En plus, « outre l’effet d’acidification, les retombées d’azote constituent pour la biomasse un apport de nutriment qui peut également mettre en cause l’équilibre des écosystèmes naturels : un exemple d’un tel effet d’ « eutrophisation » peut être la prolifération de certains micro-organismes en milieu aquatique et la désoxygénation du milieu qui en résulte », ajoute le document de l’Ineris qui estimait la quantité de NO2 rejetée annuellement par les combustions à 80 millions de tonnes à la fin du 20e siècle (multiplication par 7 en un siècle).
Avec les composés organiques volatils (COV), les oxydes d’azote « peuvent être à l’origine de pointes de pollution par l’ozone »
Les oxydes d’azote sont également précurseur de l’ozone troposhérique (O3), gaz à effet de serre qui fait notamment parler de lui lors des pics de chaleur… « La production d’ozone est le résultat de réactions photochimiques complexes au sein de l’atmosphère (…)Le processus de fond, celui qui est quantitativement le plus important à l’échelle globale, peut être schématisé en disant que l’ozone est produit lors de l’oxydation photochimique de monoxyde de carbone ou de méthane en présence d’oxydes d’azote », précise l’Ineris.

Données extraites d'une collection
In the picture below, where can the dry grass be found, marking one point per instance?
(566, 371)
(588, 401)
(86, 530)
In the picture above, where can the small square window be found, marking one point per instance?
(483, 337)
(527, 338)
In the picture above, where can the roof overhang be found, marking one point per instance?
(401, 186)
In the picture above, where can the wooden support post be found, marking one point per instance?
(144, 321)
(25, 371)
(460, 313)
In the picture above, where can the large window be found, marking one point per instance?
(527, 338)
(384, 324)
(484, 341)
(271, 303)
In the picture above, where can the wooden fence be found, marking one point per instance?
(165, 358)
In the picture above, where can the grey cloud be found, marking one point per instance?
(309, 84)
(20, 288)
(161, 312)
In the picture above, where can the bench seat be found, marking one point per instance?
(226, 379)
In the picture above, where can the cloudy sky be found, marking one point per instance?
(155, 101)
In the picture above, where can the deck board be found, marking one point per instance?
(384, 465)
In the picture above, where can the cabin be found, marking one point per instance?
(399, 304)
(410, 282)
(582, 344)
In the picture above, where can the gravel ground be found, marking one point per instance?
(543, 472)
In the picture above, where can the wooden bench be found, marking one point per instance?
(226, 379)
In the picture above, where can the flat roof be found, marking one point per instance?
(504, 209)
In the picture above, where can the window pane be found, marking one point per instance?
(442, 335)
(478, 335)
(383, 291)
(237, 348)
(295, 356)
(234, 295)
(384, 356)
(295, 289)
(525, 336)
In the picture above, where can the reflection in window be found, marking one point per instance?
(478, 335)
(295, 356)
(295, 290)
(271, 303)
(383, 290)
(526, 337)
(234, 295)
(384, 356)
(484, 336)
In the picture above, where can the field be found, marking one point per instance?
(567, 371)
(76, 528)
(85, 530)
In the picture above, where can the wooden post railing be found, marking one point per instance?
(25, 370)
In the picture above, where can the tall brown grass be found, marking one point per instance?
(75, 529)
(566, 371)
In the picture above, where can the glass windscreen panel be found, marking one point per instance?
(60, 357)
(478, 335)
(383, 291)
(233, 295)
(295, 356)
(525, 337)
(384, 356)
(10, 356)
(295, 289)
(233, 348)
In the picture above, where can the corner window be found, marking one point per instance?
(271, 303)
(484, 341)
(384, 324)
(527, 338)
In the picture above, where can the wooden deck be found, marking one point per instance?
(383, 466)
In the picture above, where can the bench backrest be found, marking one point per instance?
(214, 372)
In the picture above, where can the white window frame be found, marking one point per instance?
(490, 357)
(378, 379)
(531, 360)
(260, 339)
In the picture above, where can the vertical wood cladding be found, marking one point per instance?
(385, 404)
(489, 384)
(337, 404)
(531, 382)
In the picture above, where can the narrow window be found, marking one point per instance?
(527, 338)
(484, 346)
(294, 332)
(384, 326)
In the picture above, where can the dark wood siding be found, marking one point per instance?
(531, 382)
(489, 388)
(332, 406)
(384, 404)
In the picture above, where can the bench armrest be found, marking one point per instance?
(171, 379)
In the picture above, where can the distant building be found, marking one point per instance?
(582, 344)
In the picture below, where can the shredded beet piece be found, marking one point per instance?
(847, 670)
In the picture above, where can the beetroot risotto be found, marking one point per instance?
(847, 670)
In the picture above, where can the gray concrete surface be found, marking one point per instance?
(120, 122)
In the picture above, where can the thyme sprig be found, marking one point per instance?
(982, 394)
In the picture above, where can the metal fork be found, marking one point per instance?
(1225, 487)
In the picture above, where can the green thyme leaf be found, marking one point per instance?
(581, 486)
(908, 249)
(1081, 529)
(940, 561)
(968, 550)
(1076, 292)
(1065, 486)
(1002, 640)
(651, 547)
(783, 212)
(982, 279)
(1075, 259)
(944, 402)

_Consignes à traiter_
a) Répondez aux questions suivantes à partir de l'extrait sur les oxydes d'azote.
(i) Quelle quantité de NO2 les combustions rejetaient-elles chaque année à la fin du 20e siècle, selon le document de l'Ineris ?
(ii) Avec quels composés les oxydes d'azote peuvent-ils être à l'origine de pointes de pollution par l'ozone ?
(iii) Lors de l'oxydation photochimique de quelles substances l'ozone est-il produit dans le processus de fond ?
b) Résumez l'extrait sur les oxydes d'azote en deux phrases.
c) Relevez toutes les substances que l'extrait sur les oxydes d'azote présente comme intervenant dans la formation de l'ozone.
Les entrées n'ont aucun lien avec l'extrait sur les oxydes d'azote.

_Réponses par consigne_
a)
(i) 80 millions de tonnes.
(ii) Avec les composés organiques volatils (COV).
(iii) Du monoxyde de carbone ou du méthane, en présence d'oxydes d'azote.

b) Selon l'Ineris, les retombées d'azote ont un effet d'acidification et constituent un apport de nutriment pour la biomasse, ce qui peut provoquer une eutrophisation, comme la prolifération de micro-organismes en milieu aquatique et la désoxygénation du milieu. Les oxydes d'azote sont aussi précurseurs de l'ozone troposphérique, qui est produit surtout lors de l'oxydation photochimique du monoxyde de carbone ou du méthane en leur présence.

c)
- les oxydes d'azote
- les composés organiques volatils (COV)
- le monoxyde de carbone
- le méthane